▶ [What to do] Although the records contain pictures, the copy should leave them out and match everything else exactly.

▶ [Working data]

┄┄┄┄┄┄┄┄┄┄

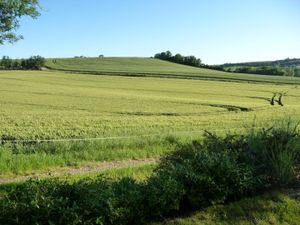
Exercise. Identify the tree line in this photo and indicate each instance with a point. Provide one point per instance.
(178, 58)
(32, 63)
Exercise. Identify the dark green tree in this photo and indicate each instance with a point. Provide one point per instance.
(10, 13)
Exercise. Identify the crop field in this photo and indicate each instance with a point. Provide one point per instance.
(123, 117)
(154, 68)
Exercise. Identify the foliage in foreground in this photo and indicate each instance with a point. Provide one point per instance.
(202, 173)
(269, 208)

┄┄┄┄┄┄┄┄┄┄

▶ [Completed task]
Exercise. Identify the tree line in this photo and indicate each instance with a point. Provide one point per instance.
(178, 58)
(32, 63)
Exercise. Identify the dark green tree in this photo and indicate each instance with a point. Provide one point per instance.
(10, 13)
Exercise. Identify the crop field in this photo and indicate each instance with a point. Provide one point per instance.
(123, 117)
(154, 68)
Exercise. Identify the foliage in foreground in this photo and indicate each instance with a point. Provide one point per instance.
(202, 173)
(269, 208)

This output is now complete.